- Seitenausschnitt
────────

Der Gedenkstein erinnert an den mutmaßlichen Freitod des letzten Großherzogs dort in der Nähe am 23. Februar 1918. Von Adolf Friedrich VI. , der, wie es so schön heißt, zu größten Hoffnungen Anlaß bot, sind uns 2 Dinge geblieben: Seine Grabsäule auf der Liebesinsel in Mirow und das Park-Haus (oder die Parkvilla) hier.

Und dann eben noch dieser Denkmalstein. Die Aufnahme ist bei nüchternstem Mittagslicht getätigt, so kann man die Tafel zwar recht genau lesen, aber das ist es dann auch. Zum Ende hin wird noch Stimmungsvolleres erscheinen, das ich im Oktober letzten Jahres aufnahm.

Aber wir wollen erst einmal nüchtern enden, obwohl ich gestehen muß, daß mich beim Ortseingangsschild eine gewisse Rührung überkam, vermutlich das Alter.

────────

- Extrahiertes Material

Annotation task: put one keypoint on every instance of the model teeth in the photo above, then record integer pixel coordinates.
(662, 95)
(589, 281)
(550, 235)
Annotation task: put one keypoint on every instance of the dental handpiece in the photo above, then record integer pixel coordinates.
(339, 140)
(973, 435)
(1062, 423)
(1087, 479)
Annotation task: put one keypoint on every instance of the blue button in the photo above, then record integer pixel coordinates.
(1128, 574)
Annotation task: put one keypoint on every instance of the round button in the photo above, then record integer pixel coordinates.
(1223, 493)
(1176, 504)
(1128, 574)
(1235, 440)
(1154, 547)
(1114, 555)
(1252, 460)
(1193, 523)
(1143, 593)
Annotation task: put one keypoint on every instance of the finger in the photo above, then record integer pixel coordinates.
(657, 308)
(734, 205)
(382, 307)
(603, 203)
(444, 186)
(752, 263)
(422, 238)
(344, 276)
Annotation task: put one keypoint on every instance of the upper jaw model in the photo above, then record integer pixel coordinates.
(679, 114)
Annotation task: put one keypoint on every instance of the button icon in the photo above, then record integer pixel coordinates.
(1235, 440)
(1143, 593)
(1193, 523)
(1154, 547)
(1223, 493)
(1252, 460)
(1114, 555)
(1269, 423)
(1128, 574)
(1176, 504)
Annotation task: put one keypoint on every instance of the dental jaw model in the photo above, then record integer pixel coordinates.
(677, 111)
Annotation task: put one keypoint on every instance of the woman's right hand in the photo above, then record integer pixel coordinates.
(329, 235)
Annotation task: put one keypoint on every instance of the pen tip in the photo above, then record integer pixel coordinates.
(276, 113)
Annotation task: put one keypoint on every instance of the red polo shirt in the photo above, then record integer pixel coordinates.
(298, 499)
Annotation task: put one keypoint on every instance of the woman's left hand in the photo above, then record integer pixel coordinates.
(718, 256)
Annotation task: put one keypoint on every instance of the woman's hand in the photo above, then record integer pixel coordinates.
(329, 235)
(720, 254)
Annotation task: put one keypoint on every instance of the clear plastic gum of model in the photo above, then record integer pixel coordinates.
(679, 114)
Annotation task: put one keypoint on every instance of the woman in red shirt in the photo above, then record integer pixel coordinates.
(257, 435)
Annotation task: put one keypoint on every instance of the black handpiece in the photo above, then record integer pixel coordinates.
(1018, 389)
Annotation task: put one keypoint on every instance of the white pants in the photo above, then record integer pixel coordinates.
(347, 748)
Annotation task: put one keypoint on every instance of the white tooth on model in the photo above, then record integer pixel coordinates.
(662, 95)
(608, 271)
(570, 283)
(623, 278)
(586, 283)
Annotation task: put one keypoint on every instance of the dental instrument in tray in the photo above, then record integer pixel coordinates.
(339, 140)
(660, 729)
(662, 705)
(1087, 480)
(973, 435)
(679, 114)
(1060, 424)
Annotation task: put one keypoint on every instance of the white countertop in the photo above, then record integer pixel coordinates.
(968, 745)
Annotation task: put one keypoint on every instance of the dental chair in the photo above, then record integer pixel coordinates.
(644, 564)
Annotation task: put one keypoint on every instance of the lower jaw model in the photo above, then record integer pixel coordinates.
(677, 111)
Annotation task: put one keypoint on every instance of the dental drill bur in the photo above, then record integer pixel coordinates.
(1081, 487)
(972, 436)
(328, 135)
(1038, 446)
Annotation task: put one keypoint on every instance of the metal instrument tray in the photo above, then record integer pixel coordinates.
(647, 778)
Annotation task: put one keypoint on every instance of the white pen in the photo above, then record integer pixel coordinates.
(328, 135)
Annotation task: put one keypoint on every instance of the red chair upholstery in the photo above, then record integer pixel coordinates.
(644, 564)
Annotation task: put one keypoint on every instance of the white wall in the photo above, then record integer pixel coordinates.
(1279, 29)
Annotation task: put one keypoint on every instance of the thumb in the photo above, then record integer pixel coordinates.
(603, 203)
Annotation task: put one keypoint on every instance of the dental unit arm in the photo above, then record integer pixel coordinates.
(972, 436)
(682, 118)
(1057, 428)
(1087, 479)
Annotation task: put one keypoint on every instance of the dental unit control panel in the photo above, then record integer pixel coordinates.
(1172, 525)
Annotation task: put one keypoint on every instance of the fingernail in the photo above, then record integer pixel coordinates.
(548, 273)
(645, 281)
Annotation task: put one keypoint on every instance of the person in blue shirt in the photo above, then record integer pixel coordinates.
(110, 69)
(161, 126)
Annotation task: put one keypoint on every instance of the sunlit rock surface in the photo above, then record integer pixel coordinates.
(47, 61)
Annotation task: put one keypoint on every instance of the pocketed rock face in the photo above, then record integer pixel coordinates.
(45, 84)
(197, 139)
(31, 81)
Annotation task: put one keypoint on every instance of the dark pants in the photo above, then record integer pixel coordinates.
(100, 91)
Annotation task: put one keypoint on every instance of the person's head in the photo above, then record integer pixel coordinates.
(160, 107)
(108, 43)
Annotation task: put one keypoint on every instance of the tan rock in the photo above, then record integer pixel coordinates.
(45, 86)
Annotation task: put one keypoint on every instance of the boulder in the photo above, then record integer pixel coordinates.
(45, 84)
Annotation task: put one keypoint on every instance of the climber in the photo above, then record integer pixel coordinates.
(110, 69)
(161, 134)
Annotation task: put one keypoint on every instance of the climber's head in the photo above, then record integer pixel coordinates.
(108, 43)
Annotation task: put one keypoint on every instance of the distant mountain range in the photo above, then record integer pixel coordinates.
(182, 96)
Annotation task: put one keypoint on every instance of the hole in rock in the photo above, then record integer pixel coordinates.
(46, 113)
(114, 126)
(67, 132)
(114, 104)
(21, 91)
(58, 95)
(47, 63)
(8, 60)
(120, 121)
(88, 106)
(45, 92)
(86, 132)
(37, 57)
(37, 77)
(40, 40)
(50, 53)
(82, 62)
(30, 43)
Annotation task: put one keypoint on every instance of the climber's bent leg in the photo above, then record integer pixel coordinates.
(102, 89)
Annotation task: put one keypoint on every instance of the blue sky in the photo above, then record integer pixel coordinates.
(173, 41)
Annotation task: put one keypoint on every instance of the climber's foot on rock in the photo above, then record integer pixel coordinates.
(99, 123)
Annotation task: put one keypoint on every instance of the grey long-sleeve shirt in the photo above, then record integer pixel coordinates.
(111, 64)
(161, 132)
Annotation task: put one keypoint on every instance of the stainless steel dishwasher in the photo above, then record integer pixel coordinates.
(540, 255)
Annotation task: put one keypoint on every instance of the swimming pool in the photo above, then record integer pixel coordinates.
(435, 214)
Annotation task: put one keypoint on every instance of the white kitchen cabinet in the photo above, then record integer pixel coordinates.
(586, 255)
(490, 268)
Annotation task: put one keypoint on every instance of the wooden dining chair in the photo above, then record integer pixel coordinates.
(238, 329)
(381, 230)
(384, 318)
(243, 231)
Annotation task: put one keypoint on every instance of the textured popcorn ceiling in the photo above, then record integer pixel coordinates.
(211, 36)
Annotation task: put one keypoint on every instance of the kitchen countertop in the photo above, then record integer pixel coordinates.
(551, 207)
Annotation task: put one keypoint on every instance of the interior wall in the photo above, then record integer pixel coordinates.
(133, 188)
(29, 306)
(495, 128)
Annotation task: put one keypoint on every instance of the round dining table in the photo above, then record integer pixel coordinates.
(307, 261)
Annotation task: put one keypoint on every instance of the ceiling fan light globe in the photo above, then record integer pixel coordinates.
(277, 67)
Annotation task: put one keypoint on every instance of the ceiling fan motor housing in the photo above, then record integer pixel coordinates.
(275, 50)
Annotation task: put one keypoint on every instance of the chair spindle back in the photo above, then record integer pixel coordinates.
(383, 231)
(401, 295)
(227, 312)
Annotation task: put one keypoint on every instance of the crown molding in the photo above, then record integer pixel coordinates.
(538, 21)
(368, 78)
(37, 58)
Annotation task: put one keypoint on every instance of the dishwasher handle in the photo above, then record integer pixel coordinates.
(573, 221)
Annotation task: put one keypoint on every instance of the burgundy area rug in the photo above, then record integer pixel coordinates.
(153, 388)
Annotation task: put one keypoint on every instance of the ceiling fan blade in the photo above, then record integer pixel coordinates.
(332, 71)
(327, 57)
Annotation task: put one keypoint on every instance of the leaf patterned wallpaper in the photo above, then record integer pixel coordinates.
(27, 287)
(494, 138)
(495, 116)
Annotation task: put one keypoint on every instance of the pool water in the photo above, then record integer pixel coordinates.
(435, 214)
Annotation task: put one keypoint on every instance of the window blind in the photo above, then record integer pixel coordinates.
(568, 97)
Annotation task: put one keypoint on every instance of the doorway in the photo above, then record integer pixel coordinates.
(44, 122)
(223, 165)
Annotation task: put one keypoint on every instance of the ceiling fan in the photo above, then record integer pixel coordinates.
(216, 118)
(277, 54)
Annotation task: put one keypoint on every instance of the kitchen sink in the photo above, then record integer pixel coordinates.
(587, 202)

────────

- Was zu tun ist
A. Welche zwei Dinge sind laut dem Text über den Gedenkstein von Adolf Friedrich VI. geblieben?
B. Erkläre mit den Angaben aus dem Text über den Gedenkstein, warum man die Tafel auf der dort erwähnten Aufnahme zwar recht genau lesen kann, die Aufnahme aber sonst wenig bietet.
C. Führe den Text über den Gedenkstein des letzten Großherzogs nach seinem letzten Satz weiter.

- Lösungen der Aufgaben
A. Seine Grabsäule auf der Liebesinsel in Mirow und das Park-Haus (die Parkvilla).

B. Die Aufnahme wurde bei nüchternstem Mittagslicht gemacht. Dadurch ist die Tafel gut lesbar, doch mehr Wirkung hat das Bild nicht. Stimmungsvolleres soll erst zum Ende hin folgen.

C.
Der andere Teil


Adolf Friedrich VI. steht mit seinem Tod auch sinnbildlich für die Untergänge, die unser Volk und Land seit 1918 getroffen haben. Man geriete in den Wahnsinn, wollte man sich eine Alternativgeschichte vorstellen, wo er sich nicht erschossen, der erste Weltkrieg mit seinen entsetzlichen Folgen nicht stattgefunden hätte oder doch wenigstens in einer Weise geendigt worden wäre, der alle Beteiligten hätte ihr Gesicht wahren lassen, von dem sie doch wußten, daß sie es sämtlich verspielt hatten. In diesem Jahr lag der Anfang vieler Verhängnisse und Zerstörungen, Untergängen von Kultur und Geist, die den allermeisten gar nicht bewußt sind, die materiellen mitunter noch.

Der Schriftsteller Jochen Klepper hatte eine Vorstellung von den Verlusten und hat sie ergreifend beschrieben. Sein Leben endete ebenfalls tragisch. Am 11. Dezember 1942 ging er gemeinsam mit seiner jüdischen Frau und der jüngeren Tochter in den Freitod.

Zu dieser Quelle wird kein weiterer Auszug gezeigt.